DOCUMENT SEGMENT
_ _ _

# Snow Bidding



## New School (Nov 2, 2006)

Just got into commercial snow removal and im not sure hoe to go about bidding. should I go by the hour, or a flat rate per lot per every2in or what. Very currious to no!


----------



## Rcgm (Dec 17, 2000)

Welcome New School.A fellow Hoosier at that.Maybe I shouldn't help you because your in my territory LOL Just kidding. I would base it on a 2 inch trigger (Start) and bid it 2-4 inch at a starting price and then say 75 dollars a inch every inch after the 75 is just a example.What area of Indy you from I am In Greenwood.If you got some lots you need help bidding send me a email or private message I would be glad to help you out.
What are you using to plow?

Take Crae
RCGM
Brad


----------



## New School (Nov 2, 2006)

Im from the northwest side of town. Are you Brad shafer. First class lawn and landscape


----------



## Rcgm (Dec 17, 2000)

No I am not Brad Shaffer.I know who they are though.I am a much smaller operation than first class.They got a nice outfit going on with alot of headaches that I here LOL



RCGM =Roller's Complete Ground Maintenance
Brad


----------



## Mick (May 19, 2001)

There are three main strategies to pricing - Per Push, Per Inch and Seasonal. All those are based on the “fourth” stategy - Per Hour.

Per Push - I will charge you $xx each time I clear the snow from a given area.

Per Inch - I will charge you based on the total number of inches that gets cleared from a particular area.

Per Season - I will charge you $xx for pushing any amount of snow that falls during a particular time period (ie: Nov 1st to Apr 1st).

Hourly - I will charge you $xx per hour for the period of time I spend plowing snow from a particular area.


The most common strategy is a combination of Per Push and Per Inch. In this you will have a “trigger” or depth at which you begin plowing. Say your customer wants a 3” trigger. He is saying he can drive on anything under 3”. So, you wake up and find 3.5” in your driveway. Do you plow? What if the customer disputes that there was over 3”? Now with this strategy, you will most likely structure price increments - ie” with a 3” trigger, you would charge, say 

$30 - for 3” to 6” 
$45 - over 6” to 9”
$60 - over 9” to 12”

To cover your behind and to account for those perhaps rare instances of more than 12” snowfall, you could do something like “over 12” - $60, plus $1 an inch over 12”.

Per inch - This is generally only used for accounts requiring a very high degree is service, such as where absolutely no accumulation is tolerated and involve anti-icing by using chemicals to melt falling snow. An airport might be an example. Here, you would rely on a third-party weather service to determine snowfall.

Seasonal - Here you indicate a price (say $1,000) to provide service for the season. With this, you will want to have a contract that is very specific and to what services, when they will commence and what will entail added charges. Example - you determine the average snowfall for your area to be 50” per season and with a 3” trigger, you expect to have seven “events” per year. What happens if it snows 80” one season and requires ten pushes? What if you get seven 2” snowfalls back-to-back? For a Seasonal account, the best strategy is have a three- (or more) year contract. This way, you take advantage of the “law of averages”.

_ _ _

PROBLEMS TO WORK ON
1 – In the snow bidding thread, what does RCGM stand for?
2 – List the pricing strategies that Mick describes in the snow bidding thread.
3 – Pick up the snow bidding thread after its last sentence and continue it.
This material comes from a different source than the snow bidding thread.

Outline entries for images

_ _ _

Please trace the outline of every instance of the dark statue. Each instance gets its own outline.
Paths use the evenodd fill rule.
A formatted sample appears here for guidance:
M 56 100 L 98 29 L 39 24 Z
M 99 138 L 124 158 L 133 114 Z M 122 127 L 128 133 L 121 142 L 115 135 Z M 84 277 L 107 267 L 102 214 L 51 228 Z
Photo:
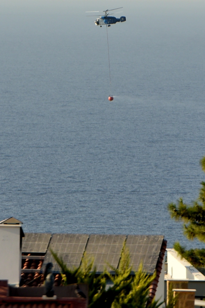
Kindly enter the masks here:
M 52 297 L 54 295 L 54 291 L 53 288 L 54 283 L 54 276 L 52 270 L 53 267 L 53 263 L 49 262 L 46 265 L 44 272 L 45 295 L 48 297 Z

_ _ _

PER-TASK ANSWERS
1 – Roller's Complete Ground Maintenance

2 – Per Push, Per Inch, Per Season (Seasonal), and Hourly

3 –
Hourly - You will charge so much per hour for each piece of equipment used and different amounts for different sized equipment. This may include plow, pusher, dump truck, sander, loader etc. 

How much to charge in each of the above situations is determined by local custom. It’s been tried here on Plow Site before and the variance between areas was pretty surprising.

I mostly use a variation of the Per Push / Per Inch and offer a price for plowing anything up to 12”.

I hope this helps a little.


----------



## snowblower (Nov 12, 2006)

*technical difficulties*

Locally, most contractors bid by "the push" or by "the hour".
The push theory is often like Mick's, it is 2-4", 4-6", etc.
Hourly seems more appropriate to snow as some is wet and heavy, others dry and powder-like. My question is regardless of methods, how does one invoice a storm
that last for 4-6 hours of light snow that accumilates, say.. 6 inches?
If the trigger is 3", do you plow then, and two hours later plow again?
are they charged for two (2) pushes of three inches, or one (1) push of
six inches? or do you push once at the end of the storm for an invoice of one push, 4-6"?


----------



## Mick (May 19, 2001)

snowblower said:


> Locally, most contractors bid by "the push" or by "the hour".
> The push theory is often like Mick's, it is 2-4", 4-6", etc.
> Hourly seems more appropriate to snow as some is wet and heavy, others dry and powder-like. My question is regardless of methods, how does one invoice a storm
> that last for 4-6 hours of light snow that accumilates, say.. 6 inches?
> ...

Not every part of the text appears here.